* **YOUR INSTRUCTIONS**: For the data below, transcribe the part that opens with the line containing "If you could drop a marker on the long" and closes with the line containing "If you could drop a marker on the bassist", exactly and with no pictures.

* **Dataset items**:
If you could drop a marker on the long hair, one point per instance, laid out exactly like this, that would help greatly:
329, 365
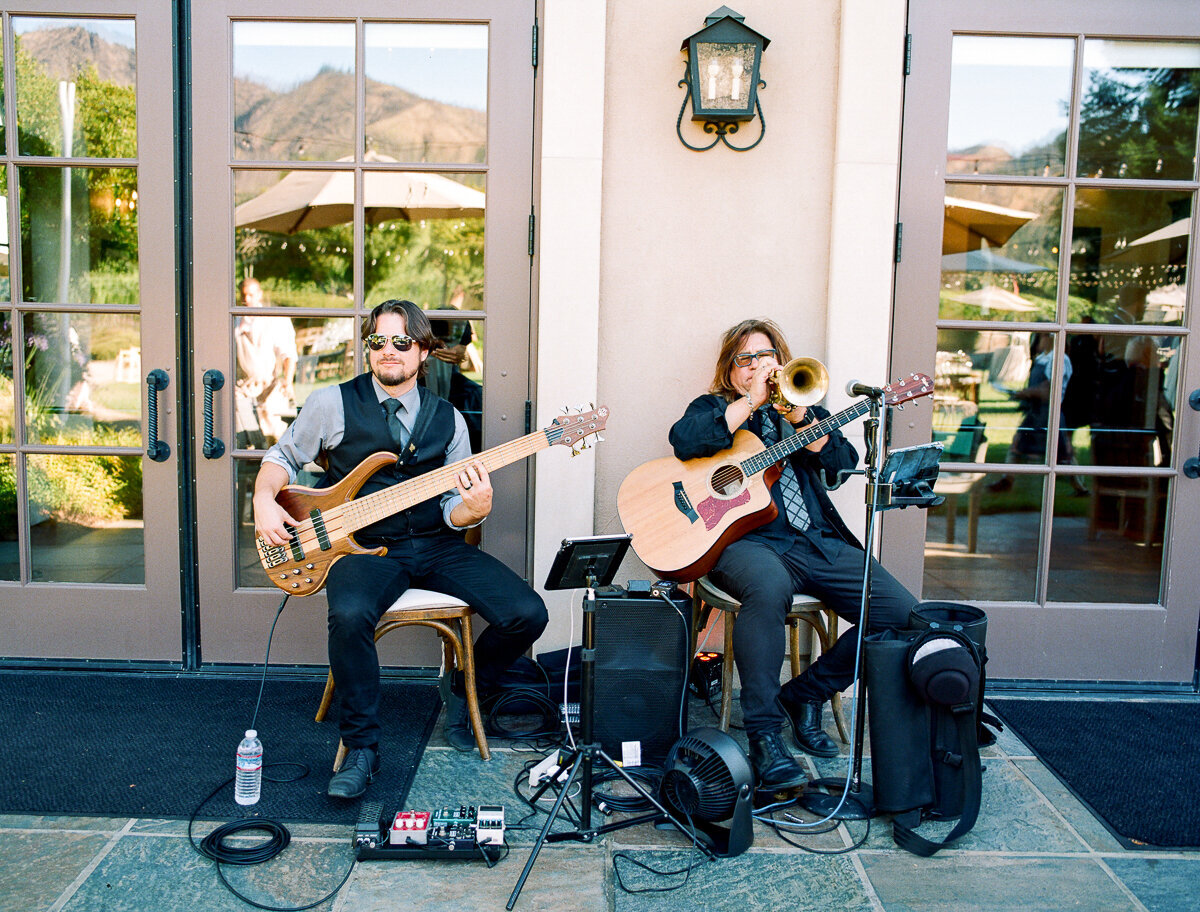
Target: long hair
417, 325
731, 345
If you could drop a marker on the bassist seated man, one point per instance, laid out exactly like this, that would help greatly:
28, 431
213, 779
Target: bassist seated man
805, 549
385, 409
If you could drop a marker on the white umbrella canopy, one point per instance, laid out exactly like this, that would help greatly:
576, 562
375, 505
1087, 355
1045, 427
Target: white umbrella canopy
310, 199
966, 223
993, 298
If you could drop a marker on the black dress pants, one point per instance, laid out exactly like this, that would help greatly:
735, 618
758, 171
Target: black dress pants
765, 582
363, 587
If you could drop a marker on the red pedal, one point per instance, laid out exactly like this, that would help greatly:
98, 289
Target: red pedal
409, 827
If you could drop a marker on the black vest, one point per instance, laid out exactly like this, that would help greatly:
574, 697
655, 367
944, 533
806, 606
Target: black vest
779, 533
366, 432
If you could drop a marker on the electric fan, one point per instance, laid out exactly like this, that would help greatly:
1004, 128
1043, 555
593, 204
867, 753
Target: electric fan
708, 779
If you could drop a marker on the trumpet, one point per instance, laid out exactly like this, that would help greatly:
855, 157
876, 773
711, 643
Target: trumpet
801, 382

* * *

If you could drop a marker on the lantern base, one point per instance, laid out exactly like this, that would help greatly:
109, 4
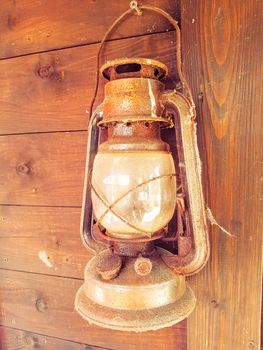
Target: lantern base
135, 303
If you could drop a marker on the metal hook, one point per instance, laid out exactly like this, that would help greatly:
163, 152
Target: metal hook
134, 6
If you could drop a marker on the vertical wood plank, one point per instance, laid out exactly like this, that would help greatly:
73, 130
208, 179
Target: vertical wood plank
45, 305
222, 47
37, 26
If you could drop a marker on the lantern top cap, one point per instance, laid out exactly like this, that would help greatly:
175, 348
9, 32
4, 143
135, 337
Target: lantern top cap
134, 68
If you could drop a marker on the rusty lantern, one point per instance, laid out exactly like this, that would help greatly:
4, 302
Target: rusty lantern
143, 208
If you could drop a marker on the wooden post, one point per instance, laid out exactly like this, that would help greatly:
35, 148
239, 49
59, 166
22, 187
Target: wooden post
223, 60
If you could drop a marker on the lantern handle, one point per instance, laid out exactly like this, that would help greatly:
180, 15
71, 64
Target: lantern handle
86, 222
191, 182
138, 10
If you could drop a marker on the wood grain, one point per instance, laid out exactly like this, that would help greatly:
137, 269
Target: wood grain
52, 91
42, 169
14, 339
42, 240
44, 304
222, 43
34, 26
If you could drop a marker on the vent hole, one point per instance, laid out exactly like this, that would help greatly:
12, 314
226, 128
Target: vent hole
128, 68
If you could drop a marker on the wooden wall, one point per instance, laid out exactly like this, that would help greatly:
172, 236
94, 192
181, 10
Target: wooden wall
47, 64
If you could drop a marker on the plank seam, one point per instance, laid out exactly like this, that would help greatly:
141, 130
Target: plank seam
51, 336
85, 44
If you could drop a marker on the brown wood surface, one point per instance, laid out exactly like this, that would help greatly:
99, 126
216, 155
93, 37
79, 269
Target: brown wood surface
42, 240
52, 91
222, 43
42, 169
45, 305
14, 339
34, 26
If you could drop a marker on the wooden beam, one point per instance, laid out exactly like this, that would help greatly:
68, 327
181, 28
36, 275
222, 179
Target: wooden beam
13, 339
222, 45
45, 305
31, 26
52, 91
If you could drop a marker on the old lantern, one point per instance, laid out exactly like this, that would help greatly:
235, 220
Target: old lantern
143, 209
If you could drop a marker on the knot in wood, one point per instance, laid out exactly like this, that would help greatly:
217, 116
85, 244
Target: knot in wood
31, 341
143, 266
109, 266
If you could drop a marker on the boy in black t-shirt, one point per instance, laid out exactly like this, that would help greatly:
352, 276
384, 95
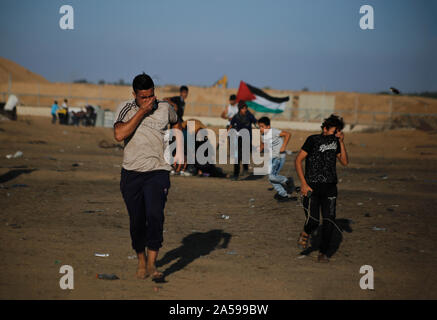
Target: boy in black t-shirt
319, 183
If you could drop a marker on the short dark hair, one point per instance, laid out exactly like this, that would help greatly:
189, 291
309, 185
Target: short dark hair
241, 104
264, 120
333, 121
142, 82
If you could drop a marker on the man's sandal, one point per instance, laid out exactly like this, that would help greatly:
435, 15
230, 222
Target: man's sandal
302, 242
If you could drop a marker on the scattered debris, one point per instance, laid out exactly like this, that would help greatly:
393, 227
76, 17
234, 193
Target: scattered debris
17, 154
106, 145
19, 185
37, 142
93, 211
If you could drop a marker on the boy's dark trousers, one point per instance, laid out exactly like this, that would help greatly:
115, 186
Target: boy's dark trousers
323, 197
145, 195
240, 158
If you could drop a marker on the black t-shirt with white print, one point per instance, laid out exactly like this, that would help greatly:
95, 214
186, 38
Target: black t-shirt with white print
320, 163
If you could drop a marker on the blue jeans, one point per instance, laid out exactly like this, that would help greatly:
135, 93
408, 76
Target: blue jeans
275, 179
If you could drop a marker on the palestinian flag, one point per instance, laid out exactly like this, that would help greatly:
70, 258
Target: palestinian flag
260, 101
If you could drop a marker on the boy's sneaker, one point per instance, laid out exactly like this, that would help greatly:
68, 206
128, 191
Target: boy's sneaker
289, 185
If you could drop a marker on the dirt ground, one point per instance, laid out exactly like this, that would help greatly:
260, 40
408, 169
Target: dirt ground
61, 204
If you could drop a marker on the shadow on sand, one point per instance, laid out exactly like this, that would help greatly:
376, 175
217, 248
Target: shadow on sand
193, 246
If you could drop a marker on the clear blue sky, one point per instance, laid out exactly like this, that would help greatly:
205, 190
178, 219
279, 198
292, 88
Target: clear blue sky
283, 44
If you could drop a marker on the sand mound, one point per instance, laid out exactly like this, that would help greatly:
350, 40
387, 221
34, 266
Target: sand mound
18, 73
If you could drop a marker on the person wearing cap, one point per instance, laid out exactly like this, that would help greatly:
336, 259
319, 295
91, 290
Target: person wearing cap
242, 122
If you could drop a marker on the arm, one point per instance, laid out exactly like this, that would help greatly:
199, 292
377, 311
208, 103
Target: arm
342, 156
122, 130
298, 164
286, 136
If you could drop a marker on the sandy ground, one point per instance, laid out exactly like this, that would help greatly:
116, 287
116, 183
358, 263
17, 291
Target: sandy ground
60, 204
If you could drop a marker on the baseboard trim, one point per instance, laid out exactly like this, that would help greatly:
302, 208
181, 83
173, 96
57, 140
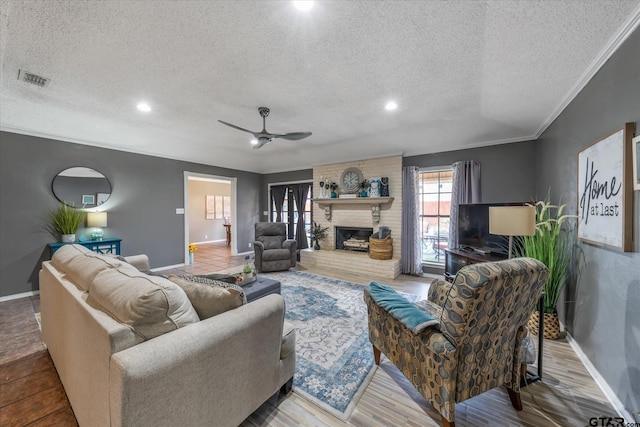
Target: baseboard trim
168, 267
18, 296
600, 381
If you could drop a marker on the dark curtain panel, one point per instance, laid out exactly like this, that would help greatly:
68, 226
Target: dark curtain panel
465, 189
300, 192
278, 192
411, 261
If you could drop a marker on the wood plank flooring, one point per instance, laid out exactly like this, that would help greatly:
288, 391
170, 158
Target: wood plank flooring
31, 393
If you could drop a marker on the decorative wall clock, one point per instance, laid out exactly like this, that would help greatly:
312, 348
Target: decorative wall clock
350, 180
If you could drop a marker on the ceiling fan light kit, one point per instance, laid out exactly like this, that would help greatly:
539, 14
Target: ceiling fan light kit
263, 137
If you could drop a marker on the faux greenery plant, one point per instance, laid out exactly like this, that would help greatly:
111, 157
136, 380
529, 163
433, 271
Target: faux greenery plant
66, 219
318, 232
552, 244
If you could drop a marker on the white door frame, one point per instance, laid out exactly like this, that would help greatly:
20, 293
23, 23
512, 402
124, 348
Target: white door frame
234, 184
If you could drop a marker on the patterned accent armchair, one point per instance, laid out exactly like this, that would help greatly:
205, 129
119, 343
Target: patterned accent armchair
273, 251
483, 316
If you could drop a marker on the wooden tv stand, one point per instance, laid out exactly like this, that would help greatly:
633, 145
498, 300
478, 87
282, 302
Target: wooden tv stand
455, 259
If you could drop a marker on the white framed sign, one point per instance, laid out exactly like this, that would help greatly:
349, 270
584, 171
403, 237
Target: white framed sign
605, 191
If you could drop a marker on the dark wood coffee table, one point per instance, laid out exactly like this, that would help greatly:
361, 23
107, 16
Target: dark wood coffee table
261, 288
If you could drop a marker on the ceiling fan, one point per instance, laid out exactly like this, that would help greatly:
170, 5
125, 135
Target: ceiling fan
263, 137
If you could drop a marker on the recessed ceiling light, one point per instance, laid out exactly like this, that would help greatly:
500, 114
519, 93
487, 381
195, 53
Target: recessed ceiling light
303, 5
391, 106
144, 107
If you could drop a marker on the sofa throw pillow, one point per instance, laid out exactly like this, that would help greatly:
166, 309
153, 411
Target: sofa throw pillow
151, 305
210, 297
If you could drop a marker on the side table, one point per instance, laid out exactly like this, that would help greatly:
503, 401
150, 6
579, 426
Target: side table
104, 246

==

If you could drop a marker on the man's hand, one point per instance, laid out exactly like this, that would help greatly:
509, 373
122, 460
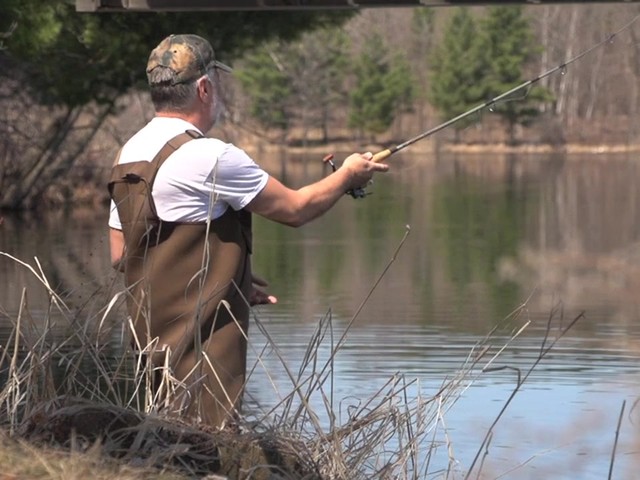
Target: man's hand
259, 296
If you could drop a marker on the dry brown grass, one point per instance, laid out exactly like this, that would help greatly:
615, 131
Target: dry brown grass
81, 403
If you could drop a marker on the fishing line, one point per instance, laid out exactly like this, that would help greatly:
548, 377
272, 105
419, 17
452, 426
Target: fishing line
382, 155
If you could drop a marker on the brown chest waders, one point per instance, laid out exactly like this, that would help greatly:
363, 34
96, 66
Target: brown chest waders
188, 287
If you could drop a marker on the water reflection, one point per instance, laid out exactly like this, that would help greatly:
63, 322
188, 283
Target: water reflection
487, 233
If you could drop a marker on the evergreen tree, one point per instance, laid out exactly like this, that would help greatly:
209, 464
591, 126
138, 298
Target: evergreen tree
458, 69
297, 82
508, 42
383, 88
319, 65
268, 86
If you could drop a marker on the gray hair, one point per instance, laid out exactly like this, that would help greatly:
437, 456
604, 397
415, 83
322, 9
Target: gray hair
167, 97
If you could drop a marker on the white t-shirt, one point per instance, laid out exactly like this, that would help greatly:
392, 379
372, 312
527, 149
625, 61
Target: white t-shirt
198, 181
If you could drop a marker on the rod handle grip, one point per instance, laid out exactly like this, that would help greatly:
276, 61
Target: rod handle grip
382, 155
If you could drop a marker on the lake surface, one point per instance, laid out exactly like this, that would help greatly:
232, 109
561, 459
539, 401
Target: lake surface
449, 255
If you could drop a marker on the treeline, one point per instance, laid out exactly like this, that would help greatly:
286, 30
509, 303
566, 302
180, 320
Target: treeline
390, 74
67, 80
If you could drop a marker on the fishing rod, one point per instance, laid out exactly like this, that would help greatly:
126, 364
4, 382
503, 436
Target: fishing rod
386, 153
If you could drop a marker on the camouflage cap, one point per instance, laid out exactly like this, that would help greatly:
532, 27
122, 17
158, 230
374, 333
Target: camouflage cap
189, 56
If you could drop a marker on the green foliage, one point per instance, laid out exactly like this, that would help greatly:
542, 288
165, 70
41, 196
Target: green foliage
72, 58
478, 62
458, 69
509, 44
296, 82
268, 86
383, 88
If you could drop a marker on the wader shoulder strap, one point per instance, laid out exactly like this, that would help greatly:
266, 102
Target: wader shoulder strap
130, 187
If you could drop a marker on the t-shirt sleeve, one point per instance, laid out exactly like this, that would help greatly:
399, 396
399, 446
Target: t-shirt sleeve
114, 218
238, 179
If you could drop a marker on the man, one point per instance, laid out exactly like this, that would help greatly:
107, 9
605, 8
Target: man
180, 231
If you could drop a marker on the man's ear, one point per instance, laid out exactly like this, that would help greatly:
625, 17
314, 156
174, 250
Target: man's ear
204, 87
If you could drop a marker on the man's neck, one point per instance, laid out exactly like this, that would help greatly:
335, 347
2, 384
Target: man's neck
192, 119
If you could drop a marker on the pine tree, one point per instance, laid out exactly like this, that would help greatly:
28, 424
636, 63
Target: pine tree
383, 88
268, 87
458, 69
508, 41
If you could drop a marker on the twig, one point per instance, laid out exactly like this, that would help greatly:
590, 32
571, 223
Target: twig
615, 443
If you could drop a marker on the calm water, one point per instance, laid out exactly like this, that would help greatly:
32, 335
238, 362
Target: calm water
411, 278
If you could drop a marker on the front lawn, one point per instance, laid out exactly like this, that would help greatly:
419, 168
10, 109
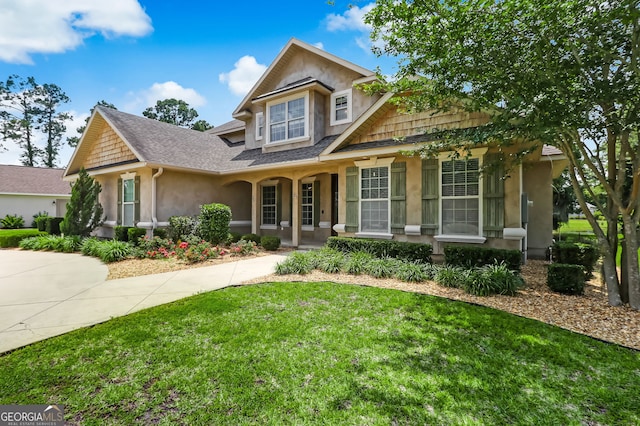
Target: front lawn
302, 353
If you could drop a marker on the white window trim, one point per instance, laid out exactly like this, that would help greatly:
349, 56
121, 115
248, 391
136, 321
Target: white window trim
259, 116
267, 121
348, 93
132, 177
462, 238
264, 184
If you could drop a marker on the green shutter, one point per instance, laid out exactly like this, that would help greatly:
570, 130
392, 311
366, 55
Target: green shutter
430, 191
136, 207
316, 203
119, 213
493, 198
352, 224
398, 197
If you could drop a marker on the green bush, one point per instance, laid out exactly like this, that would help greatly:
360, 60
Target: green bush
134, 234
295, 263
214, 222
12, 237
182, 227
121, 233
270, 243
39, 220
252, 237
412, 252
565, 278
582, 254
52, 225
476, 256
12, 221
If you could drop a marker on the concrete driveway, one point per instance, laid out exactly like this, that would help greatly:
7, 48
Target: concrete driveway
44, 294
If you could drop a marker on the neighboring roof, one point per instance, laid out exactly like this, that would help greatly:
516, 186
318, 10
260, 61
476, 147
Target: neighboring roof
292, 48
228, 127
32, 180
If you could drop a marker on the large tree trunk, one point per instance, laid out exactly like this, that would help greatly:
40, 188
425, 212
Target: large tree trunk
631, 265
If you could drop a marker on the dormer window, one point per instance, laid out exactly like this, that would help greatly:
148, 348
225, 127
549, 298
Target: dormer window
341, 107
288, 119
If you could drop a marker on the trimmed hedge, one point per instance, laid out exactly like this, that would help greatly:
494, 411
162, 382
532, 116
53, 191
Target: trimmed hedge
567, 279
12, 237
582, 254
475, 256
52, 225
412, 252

* **WRITTEN REPLY**:
If you could drop a marker on the long hair, one point per instance, laid out exactly like this, that would help greatly:
329, 365
Target: long hair
417, 325
731, 345
If you could drop a marker on the bassist seated man, one point per instance, laid out exactly like this, that would help greatly:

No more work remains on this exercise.